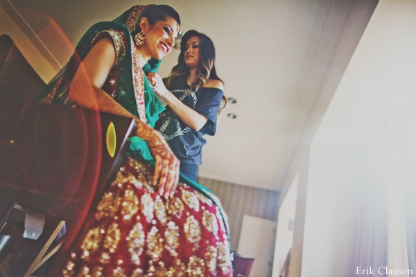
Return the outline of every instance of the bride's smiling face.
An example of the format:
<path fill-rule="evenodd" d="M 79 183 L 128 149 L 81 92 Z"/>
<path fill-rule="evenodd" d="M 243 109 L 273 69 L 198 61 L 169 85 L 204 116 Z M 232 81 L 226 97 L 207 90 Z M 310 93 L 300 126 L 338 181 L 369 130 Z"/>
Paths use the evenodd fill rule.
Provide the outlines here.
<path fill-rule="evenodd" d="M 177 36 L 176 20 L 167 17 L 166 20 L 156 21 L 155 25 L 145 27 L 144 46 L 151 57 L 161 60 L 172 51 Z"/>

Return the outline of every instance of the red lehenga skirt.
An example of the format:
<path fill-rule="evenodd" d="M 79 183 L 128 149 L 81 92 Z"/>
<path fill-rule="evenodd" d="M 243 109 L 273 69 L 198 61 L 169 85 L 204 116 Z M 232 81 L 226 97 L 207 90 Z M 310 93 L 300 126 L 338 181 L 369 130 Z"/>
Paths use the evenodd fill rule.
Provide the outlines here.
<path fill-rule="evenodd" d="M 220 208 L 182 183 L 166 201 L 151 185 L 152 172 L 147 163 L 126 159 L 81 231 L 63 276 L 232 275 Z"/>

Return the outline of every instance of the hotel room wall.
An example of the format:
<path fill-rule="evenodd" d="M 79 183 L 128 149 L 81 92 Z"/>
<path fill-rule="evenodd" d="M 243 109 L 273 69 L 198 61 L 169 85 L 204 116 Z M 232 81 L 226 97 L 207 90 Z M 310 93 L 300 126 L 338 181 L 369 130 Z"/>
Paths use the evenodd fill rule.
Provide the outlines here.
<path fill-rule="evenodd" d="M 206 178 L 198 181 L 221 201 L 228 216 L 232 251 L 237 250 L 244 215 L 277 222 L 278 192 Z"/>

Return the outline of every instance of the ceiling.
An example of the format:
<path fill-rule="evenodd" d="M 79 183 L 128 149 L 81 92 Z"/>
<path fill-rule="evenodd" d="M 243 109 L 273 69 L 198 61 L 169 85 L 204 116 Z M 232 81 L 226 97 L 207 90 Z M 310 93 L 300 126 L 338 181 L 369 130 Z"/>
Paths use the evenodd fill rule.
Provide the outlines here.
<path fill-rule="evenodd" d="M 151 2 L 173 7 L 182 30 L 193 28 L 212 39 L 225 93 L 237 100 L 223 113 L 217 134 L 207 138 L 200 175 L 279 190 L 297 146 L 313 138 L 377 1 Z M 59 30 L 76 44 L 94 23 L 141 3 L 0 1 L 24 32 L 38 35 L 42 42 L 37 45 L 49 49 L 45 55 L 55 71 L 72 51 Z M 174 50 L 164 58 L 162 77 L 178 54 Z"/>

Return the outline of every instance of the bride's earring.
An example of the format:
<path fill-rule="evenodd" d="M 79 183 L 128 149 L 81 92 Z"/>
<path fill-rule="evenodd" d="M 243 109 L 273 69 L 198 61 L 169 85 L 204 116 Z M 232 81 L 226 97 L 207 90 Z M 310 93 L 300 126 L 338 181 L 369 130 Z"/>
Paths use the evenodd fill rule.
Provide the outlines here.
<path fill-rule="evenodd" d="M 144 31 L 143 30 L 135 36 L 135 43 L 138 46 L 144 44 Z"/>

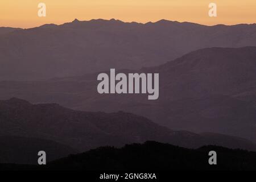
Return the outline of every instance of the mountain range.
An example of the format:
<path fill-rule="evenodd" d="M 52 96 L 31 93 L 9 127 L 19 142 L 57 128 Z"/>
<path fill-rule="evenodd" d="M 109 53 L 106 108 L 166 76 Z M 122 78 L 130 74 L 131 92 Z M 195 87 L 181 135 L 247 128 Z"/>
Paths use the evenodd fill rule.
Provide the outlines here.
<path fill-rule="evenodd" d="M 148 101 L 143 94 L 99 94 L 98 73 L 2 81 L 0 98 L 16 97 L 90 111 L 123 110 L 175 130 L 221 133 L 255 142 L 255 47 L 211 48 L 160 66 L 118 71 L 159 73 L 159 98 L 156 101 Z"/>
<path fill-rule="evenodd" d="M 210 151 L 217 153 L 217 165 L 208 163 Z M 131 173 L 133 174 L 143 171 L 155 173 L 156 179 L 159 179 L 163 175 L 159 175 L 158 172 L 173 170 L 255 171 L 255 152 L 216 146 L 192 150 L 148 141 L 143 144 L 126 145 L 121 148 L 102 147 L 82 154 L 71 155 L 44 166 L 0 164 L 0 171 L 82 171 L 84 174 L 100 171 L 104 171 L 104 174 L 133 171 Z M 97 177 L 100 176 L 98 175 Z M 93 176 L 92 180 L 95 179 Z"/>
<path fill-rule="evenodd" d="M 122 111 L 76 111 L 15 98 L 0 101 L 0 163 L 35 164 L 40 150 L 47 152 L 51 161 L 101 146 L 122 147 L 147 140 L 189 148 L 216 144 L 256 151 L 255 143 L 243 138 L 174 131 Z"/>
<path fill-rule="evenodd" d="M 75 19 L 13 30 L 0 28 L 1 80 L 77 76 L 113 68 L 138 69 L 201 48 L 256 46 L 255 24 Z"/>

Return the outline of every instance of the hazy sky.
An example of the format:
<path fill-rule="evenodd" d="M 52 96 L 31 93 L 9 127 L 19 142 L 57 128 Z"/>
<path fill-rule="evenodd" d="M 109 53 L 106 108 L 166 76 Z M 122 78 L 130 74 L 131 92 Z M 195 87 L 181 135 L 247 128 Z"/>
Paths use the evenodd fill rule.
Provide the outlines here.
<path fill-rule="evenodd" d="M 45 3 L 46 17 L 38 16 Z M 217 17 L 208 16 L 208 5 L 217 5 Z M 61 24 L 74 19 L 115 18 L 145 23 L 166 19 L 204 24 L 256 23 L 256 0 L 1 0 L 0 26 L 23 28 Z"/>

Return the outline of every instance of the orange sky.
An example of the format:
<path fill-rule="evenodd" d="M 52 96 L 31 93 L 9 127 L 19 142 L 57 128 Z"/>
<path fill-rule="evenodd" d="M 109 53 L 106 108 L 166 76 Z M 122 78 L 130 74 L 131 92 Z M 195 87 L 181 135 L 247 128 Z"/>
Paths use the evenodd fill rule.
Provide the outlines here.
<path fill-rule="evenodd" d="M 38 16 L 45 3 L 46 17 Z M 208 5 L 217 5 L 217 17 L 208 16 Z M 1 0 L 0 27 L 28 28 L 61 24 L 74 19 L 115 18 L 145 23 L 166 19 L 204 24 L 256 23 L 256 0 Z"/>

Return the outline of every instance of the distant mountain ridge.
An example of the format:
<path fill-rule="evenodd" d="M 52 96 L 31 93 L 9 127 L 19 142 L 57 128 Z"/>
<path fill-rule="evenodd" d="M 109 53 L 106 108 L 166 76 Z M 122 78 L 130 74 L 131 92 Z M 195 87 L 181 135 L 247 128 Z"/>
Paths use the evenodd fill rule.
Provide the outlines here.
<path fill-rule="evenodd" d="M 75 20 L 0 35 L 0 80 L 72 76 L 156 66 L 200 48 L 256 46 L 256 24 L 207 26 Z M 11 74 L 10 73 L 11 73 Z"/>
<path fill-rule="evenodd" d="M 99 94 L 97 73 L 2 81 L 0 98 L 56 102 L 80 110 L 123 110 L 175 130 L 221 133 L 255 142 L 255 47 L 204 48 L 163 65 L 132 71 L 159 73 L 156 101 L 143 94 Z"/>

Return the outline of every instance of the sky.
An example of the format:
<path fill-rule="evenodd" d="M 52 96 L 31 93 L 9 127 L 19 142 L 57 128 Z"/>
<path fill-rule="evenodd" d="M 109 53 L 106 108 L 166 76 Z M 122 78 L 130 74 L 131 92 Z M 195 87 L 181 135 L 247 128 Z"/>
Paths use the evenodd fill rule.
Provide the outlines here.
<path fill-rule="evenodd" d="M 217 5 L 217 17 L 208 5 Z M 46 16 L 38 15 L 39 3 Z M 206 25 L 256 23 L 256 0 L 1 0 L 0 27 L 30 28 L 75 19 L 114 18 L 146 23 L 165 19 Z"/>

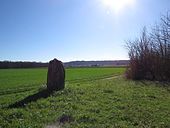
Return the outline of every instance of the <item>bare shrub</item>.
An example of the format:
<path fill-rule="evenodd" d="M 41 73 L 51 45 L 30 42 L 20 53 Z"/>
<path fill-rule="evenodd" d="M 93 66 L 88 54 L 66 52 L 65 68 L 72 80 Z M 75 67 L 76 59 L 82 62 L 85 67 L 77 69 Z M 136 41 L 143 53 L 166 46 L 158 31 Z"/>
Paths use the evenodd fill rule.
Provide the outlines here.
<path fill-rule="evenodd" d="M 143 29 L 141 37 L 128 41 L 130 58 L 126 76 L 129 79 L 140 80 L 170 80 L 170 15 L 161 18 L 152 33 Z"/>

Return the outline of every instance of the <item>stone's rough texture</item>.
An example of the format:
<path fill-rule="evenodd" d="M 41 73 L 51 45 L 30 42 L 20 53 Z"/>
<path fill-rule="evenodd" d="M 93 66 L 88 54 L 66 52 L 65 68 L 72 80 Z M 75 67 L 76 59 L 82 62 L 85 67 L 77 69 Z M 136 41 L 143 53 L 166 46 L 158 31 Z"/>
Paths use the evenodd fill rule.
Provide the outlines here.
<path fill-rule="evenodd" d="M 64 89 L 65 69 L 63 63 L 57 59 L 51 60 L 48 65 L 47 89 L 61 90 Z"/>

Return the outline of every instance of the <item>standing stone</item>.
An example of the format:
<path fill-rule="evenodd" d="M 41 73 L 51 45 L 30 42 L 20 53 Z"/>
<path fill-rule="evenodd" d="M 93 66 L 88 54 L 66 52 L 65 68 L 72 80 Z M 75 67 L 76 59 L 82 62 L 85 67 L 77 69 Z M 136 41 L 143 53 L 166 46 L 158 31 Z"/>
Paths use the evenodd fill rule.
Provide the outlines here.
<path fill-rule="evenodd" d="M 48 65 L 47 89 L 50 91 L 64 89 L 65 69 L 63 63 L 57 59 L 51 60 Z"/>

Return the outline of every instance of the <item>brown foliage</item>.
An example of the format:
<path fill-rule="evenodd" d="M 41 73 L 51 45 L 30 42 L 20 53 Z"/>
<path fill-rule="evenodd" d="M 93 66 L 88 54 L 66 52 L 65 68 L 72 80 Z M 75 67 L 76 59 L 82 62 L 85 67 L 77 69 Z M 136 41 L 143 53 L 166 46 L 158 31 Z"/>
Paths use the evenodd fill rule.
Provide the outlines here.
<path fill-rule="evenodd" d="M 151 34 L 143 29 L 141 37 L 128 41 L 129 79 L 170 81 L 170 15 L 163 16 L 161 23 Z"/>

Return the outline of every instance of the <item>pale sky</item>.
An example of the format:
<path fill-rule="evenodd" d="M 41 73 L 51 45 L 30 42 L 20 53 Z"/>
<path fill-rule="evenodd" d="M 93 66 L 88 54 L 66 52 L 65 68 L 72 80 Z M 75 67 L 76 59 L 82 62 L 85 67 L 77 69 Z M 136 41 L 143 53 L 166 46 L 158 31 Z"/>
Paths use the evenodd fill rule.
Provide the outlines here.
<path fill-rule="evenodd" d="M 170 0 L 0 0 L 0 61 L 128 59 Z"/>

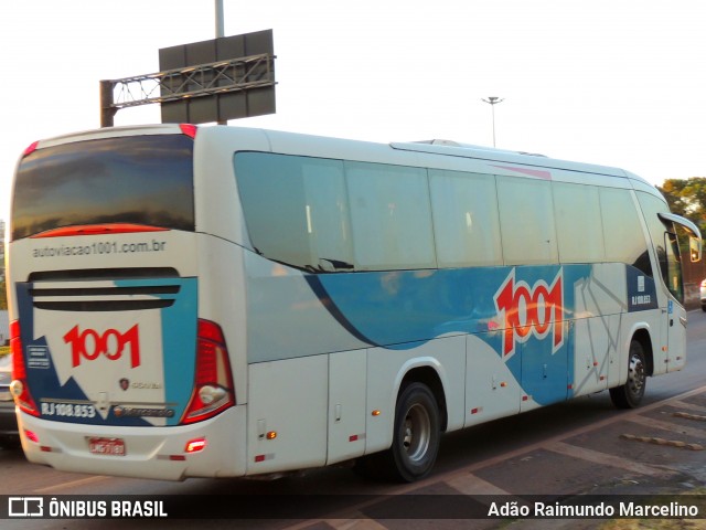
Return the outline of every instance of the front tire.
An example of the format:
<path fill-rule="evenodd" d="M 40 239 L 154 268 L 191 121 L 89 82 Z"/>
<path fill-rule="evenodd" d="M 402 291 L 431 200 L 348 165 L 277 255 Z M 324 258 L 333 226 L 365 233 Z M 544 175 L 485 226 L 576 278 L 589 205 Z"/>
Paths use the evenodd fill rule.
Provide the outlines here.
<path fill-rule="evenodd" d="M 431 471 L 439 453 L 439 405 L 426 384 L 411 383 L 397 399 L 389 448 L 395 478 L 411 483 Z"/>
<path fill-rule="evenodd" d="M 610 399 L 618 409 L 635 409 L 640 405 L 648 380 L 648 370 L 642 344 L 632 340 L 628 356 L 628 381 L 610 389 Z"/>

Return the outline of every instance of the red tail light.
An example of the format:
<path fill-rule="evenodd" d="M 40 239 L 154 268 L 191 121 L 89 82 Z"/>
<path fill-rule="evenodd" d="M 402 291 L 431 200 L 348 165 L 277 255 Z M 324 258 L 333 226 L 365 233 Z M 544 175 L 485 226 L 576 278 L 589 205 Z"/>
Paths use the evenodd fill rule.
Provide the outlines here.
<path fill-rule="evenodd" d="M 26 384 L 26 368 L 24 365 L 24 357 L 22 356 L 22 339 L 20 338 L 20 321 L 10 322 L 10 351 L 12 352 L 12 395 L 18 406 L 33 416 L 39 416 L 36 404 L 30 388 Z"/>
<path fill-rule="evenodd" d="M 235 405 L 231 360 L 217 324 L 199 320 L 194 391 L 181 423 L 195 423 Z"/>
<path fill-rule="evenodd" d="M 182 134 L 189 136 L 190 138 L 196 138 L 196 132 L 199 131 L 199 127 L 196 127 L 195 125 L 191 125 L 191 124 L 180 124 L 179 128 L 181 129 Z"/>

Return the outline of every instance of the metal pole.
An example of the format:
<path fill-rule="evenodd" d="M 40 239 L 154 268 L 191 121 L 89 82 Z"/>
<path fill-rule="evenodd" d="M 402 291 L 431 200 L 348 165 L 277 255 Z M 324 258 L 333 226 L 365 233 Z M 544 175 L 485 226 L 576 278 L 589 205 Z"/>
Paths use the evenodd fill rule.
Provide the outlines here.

|---|

Shift every coordinate in the answer outlines by adding 146 to it, and write out again all the lines from the start of the records up to and including the line with "177 36 L 176", requests included. Leave the pictures out.

Task solution
Return the outline of every instance of the bride's smiling face.
An example of the format:
<path fill-rule="evenodd" d="M 79 183 L 128 149 L 81 92 Z"/>
<path fill-rule="evenodd" d="M 243 109 L 273 69 L 198 61 L 169 85 L 204 116 Z M 232 81 L 226 97 L 207 90 Z M 310 93 L 300 126 L 338 181 L 369 130 Z"/>
Paths use the evenodd fill rule.
Provide the outlines here.
<path fill-rule="evenodd" d="M 323 182 L 322 166 L 313 163 L 312 166 L 302 167 L 301 171 L 291 173 L 290 192 L 297 203 L 307 206 L 318 197 Z"/>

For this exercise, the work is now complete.